Supplied data –
* Start *

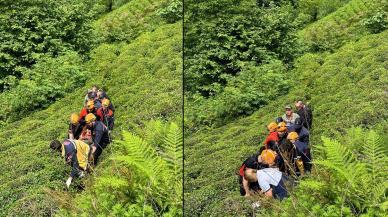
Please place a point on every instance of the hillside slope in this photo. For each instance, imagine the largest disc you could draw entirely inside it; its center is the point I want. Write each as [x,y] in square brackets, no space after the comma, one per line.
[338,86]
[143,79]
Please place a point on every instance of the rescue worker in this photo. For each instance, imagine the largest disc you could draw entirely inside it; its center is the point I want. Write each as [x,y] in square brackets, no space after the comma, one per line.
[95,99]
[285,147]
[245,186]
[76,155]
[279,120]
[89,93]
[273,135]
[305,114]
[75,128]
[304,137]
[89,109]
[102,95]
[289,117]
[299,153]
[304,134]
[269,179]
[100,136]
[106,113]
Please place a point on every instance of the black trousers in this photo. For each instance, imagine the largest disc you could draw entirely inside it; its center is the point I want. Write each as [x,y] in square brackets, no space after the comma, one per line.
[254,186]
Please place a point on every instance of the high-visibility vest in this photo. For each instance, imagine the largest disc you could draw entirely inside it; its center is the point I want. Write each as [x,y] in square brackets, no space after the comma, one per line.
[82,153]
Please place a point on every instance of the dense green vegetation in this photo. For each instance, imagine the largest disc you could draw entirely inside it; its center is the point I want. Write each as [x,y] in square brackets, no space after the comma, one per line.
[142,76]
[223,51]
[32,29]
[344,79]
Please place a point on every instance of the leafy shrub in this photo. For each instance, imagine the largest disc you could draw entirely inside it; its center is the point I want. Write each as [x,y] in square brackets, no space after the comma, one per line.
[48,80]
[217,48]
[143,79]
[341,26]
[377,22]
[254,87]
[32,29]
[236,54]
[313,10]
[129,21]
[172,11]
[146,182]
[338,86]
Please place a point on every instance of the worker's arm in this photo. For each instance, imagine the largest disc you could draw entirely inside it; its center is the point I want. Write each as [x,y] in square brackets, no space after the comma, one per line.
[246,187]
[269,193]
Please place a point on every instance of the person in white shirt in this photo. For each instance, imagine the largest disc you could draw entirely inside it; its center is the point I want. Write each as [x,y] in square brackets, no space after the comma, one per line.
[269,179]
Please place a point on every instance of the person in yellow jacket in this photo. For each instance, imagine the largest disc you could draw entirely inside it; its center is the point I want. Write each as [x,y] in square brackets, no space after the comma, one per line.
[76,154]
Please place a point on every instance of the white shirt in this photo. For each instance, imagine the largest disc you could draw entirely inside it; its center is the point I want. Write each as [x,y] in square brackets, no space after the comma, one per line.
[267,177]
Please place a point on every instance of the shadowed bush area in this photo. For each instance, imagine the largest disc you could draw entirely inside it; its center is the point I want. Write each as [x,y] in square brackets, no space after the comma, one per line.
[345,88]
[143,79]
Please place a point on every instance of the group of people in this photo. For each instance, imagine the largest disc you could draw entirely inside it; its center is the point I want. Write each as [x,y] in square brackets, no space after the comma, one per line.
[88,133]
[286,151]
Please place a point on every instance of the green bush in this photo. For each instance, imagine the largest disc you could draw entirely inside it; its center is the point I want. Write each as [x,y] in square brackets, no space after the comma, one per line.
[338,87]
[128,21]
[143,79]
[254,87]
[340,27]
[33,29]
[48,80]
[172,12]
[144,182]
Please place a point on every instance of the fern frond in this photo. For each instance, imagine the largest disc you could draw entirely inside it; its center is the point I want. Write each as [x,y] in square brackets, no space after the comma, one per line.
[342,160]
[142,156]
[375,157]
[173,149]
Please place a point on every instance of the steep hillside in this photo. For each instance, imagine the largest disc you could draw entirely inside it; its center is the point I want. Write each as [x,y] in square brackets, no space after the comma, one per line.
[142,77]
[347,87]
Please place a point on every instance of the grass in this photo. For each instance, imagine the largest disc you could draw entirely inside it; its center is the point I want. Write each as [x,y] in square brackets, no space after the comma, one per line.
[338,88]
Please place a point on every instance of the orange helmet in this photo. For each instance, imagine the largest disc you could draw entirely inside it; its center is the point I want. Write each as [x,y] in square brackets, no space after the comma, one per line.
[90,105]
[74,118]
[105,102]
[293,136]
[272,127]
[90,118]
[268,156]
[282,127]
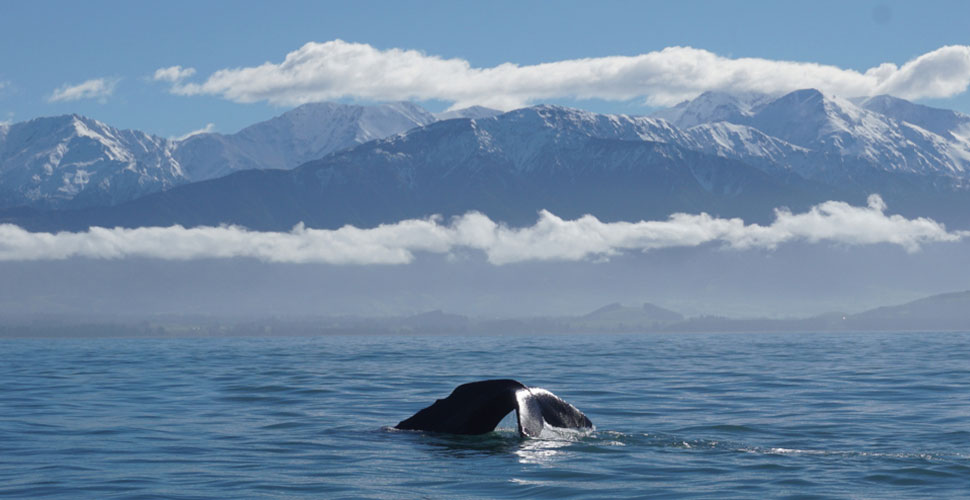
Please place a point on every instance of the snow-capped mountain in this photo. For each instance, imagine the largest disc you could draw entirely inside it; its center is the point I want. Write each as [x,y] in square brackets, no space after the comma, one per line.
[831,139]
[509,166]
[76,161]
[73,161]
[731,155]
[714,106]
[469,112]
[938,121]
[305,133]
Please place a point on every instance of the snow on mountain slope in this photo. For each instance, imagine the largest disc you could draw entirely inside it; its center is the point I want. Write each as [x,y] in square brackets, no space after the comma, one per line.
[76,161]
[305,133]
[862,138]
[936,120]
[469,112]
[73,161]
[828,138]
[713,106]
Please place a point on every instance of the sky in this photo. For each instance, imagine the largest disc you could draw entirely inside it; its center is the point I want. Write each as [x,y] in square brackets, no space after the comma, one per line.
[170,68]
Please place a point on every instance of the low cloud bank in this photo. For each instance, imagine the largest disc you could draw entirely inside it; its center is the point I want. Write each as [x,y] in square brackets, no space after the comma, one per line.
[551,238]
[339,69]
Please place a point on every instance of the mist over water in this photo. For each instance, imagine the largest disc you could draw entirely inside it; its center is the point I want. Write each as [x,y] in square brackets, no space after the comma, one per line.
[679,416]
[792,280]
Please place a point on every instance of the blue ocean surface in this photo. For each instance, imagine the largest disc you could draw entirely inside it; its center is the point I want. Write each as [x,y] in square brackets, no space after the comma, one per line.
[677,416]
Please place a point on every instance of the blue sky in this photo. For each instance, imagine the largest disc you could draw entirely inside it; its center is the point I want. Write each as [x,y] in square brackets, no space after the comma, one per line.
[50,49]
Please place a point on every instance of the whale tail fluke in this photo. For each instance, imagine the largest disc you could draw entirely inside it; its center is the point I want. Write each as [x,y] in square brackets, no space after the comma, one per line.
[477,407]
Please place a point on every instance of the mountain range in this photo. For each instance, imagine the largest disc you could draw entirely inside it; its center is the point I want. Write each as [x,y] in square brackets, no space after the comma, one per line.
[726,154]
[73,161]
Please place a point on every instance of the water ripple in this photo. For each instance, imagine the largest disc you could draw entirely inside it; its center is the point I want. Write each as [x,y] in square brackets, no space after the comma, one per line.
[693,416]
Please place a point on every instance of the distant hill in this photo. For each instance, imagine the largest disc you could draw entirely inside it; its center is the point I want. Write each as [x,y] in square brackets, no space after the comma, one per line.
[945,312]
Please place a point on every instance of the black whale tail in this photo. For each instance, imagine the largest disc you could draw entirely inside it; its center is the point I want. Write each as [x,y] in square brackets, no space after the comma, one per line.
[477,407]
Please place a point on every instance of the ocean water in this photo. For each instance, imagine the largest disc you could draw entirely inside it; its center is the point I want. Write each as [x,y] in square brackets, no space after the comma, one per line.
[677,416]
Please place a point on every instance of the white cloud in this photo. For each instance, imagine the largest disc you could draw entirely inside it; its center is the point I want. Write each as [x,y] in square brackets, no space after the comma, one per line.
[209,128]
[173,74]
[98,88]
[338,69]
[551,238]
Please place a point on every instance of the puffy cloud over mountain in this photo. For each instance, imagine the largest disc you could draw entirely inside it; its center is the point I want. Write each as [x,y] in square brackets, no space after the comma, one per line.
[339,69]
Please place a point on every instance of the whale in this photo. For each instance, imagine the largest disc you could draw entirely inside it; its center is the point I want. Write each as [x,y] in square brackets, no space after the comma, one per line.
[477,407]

* End *

Short problem –
Replace every "disc" in the listing above with "circle", and write out the entire listing again with nothing else changed and the pictures omitted.

Solution below –
Please place a point on every instance of the hillside slope in this photo. For each instance, imagine the largest circle you could draw entirely inside it; its center is the point I want. Write each as [x,y] in square brackets, no space after the comma, one per line.
[338,86]
[143,79]
Please place a point on every instance of the rescue worker in this photo. For each instance, imagine the largest circle you could draw entirely inside it; its center is the point I want. Write each as [x,y] in square brackets, no space after the comma, one per line.
[95,99]
[285,147]
[245,186]
[76,155]
[279,120]
[89,93]
[273,135]
[305,114]
[75,128]
[304,137]
[89,109]
[102,95]
[289,117]
[299,153]
[304,134]
[269,179]
[100,136]
[106,113]
Please place a point on every instance of the black trousers in this photo. For each instance, imagine the largest circle you could draw entirely inside it; its center is the point I want. Write each as [x,y] in square brackets, no space after the comma, one per line.
[254,186]
Please place a point on every instance of the high-visibility vest in this photo. For each instance, imagine the largest circle you could draw entirely inside it; its center is the point I want. Write each as [x,y] in square brackets, no space after the comma, one per line.
[82,153]
Please place a point on every instance of the dense green vegetation in this photo. For each instance, imagine the largest circle you could draw entirely inside it; its center is the point I want. Write each as [x,y] in square brackets, no space after the comma, one per line.
[142,76]
[223,51]
[32,29]
[344,79]
Please place a point on every instance of the leafy shrub in this photo. For each instance, imagine the largest circle you could draw entirely inside it; its center is the point I want. Write each as [x,y] in square brackets, no space after the comma, one per line.
[48,80]
[217,48]
[143,79]
[341,26]
[377,22]
[254,87]
[32,29]
[236,54]
[313,10]
[129,21]
[172,11]
[146,182]
[338,86]
Please place a point on every instance of the worker's arm in this photo. For each instance, imagine the largest circle you could draw entirely inside it; its center is the point I want. Write each as [x,y] in square brackets, no space after the comma, one per line.
[246,187]
[269,193]
Please place a point on every instance of the person in white shirt in this photo. For each instance, imagine the largest circle you could draw entirely inside it; its center is the point I want. Write each as [x,y] in square brackets, no space after the comma, one per line.
[269,179]
Please place a point on every instance of the person in yellow jacket in this photo. For each instance, imagine the largest circle you could draw entirely inside it; its center is the point I want. Write each as [x,y] in square brackets, no space after the comma, one per line.
[76,154]
Please place a point on every instance of the white shirt in this photo. For each instance, imagine the largest circle you could draw entirely inside it; its center is the point I want. Write each as [x,y] in square brackets, no space after the comma, one per line.
[267,177]
Please place a point on every instance of the shadowed bush area in this photo. For each instance, imagine the largest circle you could draw entirely inside it; its center is the point I want. Write each as [x,y] in square brackets, no space after the comma, one per line.
[345,88]
[143,79]
Please place a point on every instance of the group of people in this photo. For each instance, imagine the largest circle you could draw entirely inside it; its center is the point I want. Write each as [x,y] in square brackets, no space after the comma, one per line.
[88,133]
[286,151]
Please place a point on every instance of the green bush in this photo. For each instance, imagine the largest circle you could draw entirely inside it; its center is the point I want. Write each as [x,y] in square brackets, no space after the comma, one per line.
[338,87]
[128,21]
[143,79]
[254,87]
[340,27]
[33,29]
[48,80]
[172,12]
[144,182]
Please place a point on every instance of the fern frond in this photo. For each instance, imagine the largest circle you could draw entirely inside it; its center is the point I want. Write each as [x,y] in square brackets, no space after the comma, one per line.
[342,160]
[142,156]
[375,157]
[173,149]
Please place a point on every instance of the steep hillside in this photo. For each instance, imagine the largest circle you could draw entirely inside it; its center is the point I want. Write each as [x,y] in square brackets, no space after the comma, one per line.
[142,77]
[347,87]
Please place a point on every instance of the grass in this photo. For each instance, imagine the largest circle you could draw entirely inside it; its center is the point I want. Write each as [x,y] in square brackets, no space after the comma, one per line.
[338,88]
Please place a point on every instance of the orange helmet in this photo. For each instance, imagine the largest circle you could draw entirely inside it; its center is the point I want. Write each as [x,y] in square brackets, no space after the comma, one per line.
[90,105]
[74,118]
[105,102]
[293,136]
[272,127]
[90,118]
[268,156]
[282,127]
Please place a point on every instance of the snow-capped mountain in this photo. For each instance, imagine the largest circle you could draw entirely inside it; its center is the point I want. Write each as [x,y] in square brackets, no space after the comma, one per line.
[831,139]
[509,166]
[76,161]
[73,161]
[731,155]
[714,106]
[469,112]
[938,121]
[305,133]
Please place a point on every instance of the snow on mountain slope in this photo. For each instance, imagine the largest circle you could draw entirely inside it; its center is the point I want. Write each as [x,y] in square brackets, no space after the comma, one per line.
[76,161]
[305,133]
[862,138]
[936,120]
[469,112]
[73,161]
[828,138]
[713,106]
Please place a point on every instance of the sky in this photo. For each instance, imagine the largest circle you could draw entirely inside it; its center is the point I want. Write each as [x,y] in square brackets, no space after the comma, one per line.
[170,68]
Please place a point on every instance of the low cloud bank in this photo. For each instance, imagine the largest circle you could draw entirely inside it; its center is the point I want. Write each as [x,y] in square brackets, no space after the comma, one per line.
[551,238]
[339,69]
Please place a point on every instance of the mist over water in this photo. For each instance, imagine the largest circle you could draw entirely inside it; its center is the point I want. Write each as [x,y] in square brackets, no space after the comma, one per line.
[679,416]
[792,280]
Please place a point on every instance of the blue ocean surface in this photo. For each instance, imagine the largest circle you could draw entirely inside it; its center is the point I want. Write each as [x,y] in square brackets, no space after the comma, one per line.
[677,416]
Please place a point on every instance of the blue sky in this photo. For each instance, imagine the largest circle you could draw entirely inside it; its center is the point I want. Write each as [x,y] in square brackets, no space after the comma, one per line.
[50,49]
Please place a point on every instance of the whale tail fluke in this photo. For each instance, imagine the largest circle you could draw entirely inside it; its center is the point I want. Write each as [x,y] in square brackets, no space after the comma, one per line.
[477,407]
Please place a point on every instance of the mountain range in this photo. For each instance, imagine the largest circle you could draw entirely inside it; its center is the point I want. Write each as [x,y] in square brackets, no space after the comma, one per line.
[726,154]
[73,161]
Please place a point on every instance of the water ripple in this photo. For each instance, imagine the largest circle you could draw entirely inside it; its center is the point I want. Write each as [x,y] in square brackets, no space after the comma, one per line.
[693,416]
Please place a point on every instance of the distant hill in this photo. For each instance, imagine the largest circle you could draw entirely inside it; its center is the point I want. Write each as [x,y] in square brackets, no space after the comma, one per line.
[945,312]
Please place a point on every instance of the black whale tail in this photo. For each instance, imagine the largest circle you could draw entirely inside it; its center is the point I want. Write each as [x,y] in square brackets, no space after the comma, one per line.
[477,407]
Please place a point on every instance of the ocean water in this photo. For each instance, imagine the largest circle you could draw entirely inside it; its center is the point I want. Write each as [x,y] in square brackets, no space after the comma, one per line.
[677,416]
Please place a point on every instance of the white cloud in this photo. For each instance, imagine the largest circle you could draw entirely inside it; its center is the point I want. Write each as [x,y] in square brackets, no space after the comma, one per line.
[209,128]
[173,74]
[98,88]
[338,69]
[551,238]
Please place a point on every instance of the puffy cloud over mountain in this photo. For each instance, imagine the largest circle you could draw entirely inside it; its center is the point I want. Write each as [x,y] in square brackets, no space after the comma, one per line.
[339,69]
Please place a point on every instance of the whale in this photo. For each instance, imagine the largest circle you could draw entirely inside it; its center is the point I want. Write each as [x,y] in square brackets, no space after the comma, one per line.
[477,407]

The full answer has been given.